Exercise objective: Put the lines below into a Markdown table with two columns, Row and Text. Number each line in Row and skip any blank lines.

:::

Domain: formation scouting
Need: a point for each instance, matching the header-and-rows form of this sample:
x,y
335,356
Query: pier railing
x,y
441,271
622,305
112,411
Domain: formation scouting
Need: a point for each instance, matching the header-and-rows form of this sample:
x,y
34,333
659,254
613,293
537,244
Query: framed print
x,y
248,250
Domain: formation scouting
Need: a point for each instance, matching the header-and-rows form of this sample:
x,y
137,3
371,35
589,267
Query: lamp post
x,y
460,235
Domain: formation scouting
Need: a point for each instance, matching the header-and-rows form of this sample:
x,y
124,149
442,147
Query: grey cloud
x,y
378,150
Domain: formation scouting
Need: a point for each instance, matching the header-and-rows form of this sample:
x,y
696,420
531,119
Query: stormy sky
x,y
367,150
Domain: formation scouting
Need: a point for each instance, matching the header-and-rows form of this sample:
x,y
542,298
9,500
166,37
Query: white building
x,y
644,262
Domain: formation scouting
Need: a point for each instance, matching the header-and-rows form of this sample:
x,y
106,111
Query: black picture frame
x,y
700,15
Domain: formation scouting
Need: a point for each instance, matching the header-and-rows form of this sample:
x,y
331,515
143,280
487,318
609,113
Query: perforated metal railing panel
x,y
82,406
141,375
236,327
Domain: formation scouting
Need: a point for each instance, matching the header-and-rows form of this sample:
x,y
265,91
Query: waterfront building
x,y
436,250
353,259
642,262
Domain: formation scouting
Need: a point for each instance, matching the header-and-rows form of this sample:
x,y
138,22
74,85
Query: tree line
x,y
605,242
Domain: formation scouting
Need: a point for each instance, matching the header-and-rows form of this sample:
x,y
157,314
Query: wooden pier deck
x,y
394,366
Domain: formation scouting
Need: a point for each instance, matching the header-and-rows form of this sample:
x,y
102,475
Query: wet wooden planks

:::

Exercise answer:
| Row | Text |
|---|---|
| 1 | Domain: formation scouting |
| 2 | Need: a point for each instance, matching the header-and-rows form of this sample: |
| 3 | x,y |
| 4 | 335,356 |
| 5 | Query: pier railing |
| 6 | x,y |
| 7 | 441,271 |
| 8 | 622,305 |
| 9 | 112,411 |
| 10 | Domain: formation scouting |
| 11 | Need: a point for each instance, matching the header-and-rows form of this sample: |
| 12 | x,y |
| 13 | 34,333 |
| 14 | 659,254 |
| 15 | 613,293 |
| 16 | 537,244 |
| 17 | Query: framed print |
| 18 | x,y |
| 19 | 248,250 |
| 20 | Domain: formation scouting |
| 21 | Need: a point for each instance, matching the header-and-rows form of this sample: |
| 22 | x,y |
| 23 | 137,3 |
| 24 | 371,35 |
| 25 | 589,267 |
| 26 | Query: lamp post |
| 27 | x,y |
| 28 | 460,235 |
| 29 | Domain: formation scouting |
| 30 | Need: a point for each instance, matching the header-and-rows form of this sample: |
| 31 | x,y |
| 32 | 124,149 |
| 33 | 442,147 |
| 34 | Query: grey cloud |
| 35 | x,y |
| 36 | 378,150 |
| 37 | Domain: formation scouting |
| 38 | Need: a point for each instance, matching the header-and-rows form of this sample: |
| 39 | x,y |
| 40 | 696,420 |
| 41 | 531,119 |
| 42 | Query: stormy sky |
| 43 | x,y |
| 44 | 367,150 |
| 45 | Domain: formation scouting |
| 46 | Need: a point for each instance, matching the header-and-rows form of this sample: |
| 47 | x,y |
| 48 | 542,298 |
| 49 | 9,500 |
| 50 | 166,37 |
| 51 | Query: white building |
| 52 | x,y |
| 53 | 644,262 |
| 54 | Domain: formation scouting |
| 55 | Need: a point for each instance, matching the header-and-rows form of this sample: |
| 56 | x,y |
| 57 | 106,111 |
| 58 | Query: black picture frame |
| 59 | x,y |
| 60 | 700,15 |
| 61 | Domain: formation scouting |
| 62 | Need: a point for each instance, matching the header-and-rows form of this sample: |
| 63 | x,y |
| 64 | 331,515 |
| 65 | 143,280 |
| 66 | 487,318 |
| 67 | 609,113 |
| 68 | Query: perforated metal railing panel |
| 69 | x,y |
| 70 | 82,406 |
| 71 | 141,375 |
| 72 | 236,327 |
| 73 | Domain: formation scouting |
| 74 | Need: a point for each instance, matching the header-and-rows form of this sample: |
| 75 | x,y |
| 76 | 265,91 |
| 77 | Query: waterfront building |
| 78 | x,y |
| 79 | 436,250 |
| 80 | 353,259 |
| 81 | 642,262 |
| 82 | Domain: formation scouting |
| 83 | Need: a point for each instance, matching the header-and-rows form of this sample: |
| 84 | x,y |
| 85 | 138,22 |
| 86 | 74,85 |
| 87 | Query: tree line |
| 88 | x,y |
| 89 | 605,242 |
| 90 | Domain: formation scouting |
| 91 | Need: a point for each instance, matching the header-and-rows form of this sample: |
| 92 | x,y |
| 93 | 157,314 |
| 94 | Query: wooden pier deck |
| 95 | x,y |
| 96 | 394,366 |
| 97 | Domain: formation scouting |
| 98 | Need: a point for each instance, matching the header-and-rows form of this sample: |
| 99 | x,y |
| 100 | 102,475 |
| 101 | Query: wet wooden planks |